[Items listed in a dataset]
<<<<
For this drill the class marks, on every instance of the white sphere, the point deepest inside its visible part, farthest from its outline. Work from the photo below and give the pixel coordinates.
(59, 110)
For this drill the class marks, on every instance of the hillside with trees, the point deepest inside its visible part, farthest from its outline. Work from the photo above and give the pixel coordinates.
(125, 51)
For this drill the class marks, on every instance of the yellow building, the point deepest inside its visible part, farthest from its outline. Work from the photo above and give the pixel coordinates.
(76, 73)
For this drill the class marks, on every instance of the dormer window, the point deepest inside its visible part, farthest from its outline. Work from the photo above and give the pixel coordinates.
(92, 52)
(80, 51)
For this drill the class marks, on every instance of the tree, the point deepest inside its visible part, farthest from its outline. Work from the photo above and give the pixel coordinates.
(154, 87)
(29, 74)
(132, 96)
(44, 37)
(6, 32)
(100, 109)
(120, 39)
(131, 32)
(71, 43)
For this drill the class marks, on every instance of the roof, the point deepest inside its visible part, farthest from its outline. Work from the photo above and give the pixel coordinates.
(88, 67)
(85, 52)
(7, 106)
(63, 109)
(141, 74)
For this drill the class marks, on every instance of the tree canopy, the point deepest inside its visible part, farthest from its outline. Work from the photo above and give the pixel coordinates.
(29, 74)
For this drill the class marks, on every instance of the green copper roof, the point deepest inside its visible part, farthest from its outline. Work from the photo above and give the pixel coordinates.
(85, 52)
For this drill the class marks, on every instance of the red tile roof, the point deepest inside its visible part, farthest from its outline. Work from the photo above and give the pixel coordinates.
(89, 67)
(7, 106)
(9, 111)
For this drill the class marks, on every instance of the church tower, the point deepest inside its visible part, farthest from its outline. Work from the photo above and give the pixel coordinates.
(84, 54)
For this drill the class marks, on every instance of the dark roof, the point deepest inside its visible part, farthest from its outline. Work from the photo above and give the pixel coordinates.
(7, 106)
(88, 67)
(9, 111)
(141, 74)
>>>>
Write out the records above exactly as given.

Expected output ::
For this drill the class marks, on every instance of the white sphere, the point deepest inside its visible part, farthest from its outline. Work from the photo below and give the pixel coordinates.
(59, 110)
For this drill the class marks, on every instance of the hillside with trees, the point deepest inside its visible part, farthest from its outline. Work from the photo above and give the pixel coordinates.
(125, 51)
For this drill the class marks, on every instance of the yellow building, the point deepest inside its visible part, farthest from its outline. Work from the photo above and give the pixel coordinates.
(76, 73)
For this drill the class marks, on every instance of the dormer window, the point deepest inside its visible part, farthest from its outline. Work from the photo above and give the pixel coordinates.
(92, 52)
(80, 51)
For this drill the class marks, on every instance of the tree, the point deepest inside its visible part, farthest from its outline. Work from the photo above and give the pixel coordinates.
(154, 87)
(29, 74)
(132, 96)
(44, 37)
(6, 32)
(100, 109)
(120, 39)
(131, 32)
(71, 43)
For this drill the class marks, on every instance of the roof, the point deepest inside its visible part, farthest from its outline. Work from the photo above and give the pixel coordinates.
(88, 67)
(85, 52)
(7, 106)
(63, 109)
(141, 74)
For this drill the class marks, on every instance of the tree canopy, the point deepest inside its visible part, farthest from its outline. Work from the photo above and give the pixel coordinates.
(29, 74)
For this drill the class marks, on every instance of the green copper roof, the point deepest inside its visible part, farthest from its outline. Work from the photo above and give the pixel coordinates.
(85, 52)
For this drill the class marks, on every instance of the red tile roof, the point deepest inside its visible part, farthest from its outline. Work from the photo above and give the pixel coordinates.
(89, 67)
(7, 106)
(9, 111)
For this drill the class marks, on every instance of the church tower, the point deepest inside its visible part, farthest from its outline. Work from the photo above and give the pixel coordinates.
(84, 54)
For this drill the class marks, on every instance of the dark roof, the point deepest inside its visible part, farthest from its outline. Work from the photo above and give the pixel coordinates.
(7, 106)
(88, 67)
(9, 111)
(141, 74)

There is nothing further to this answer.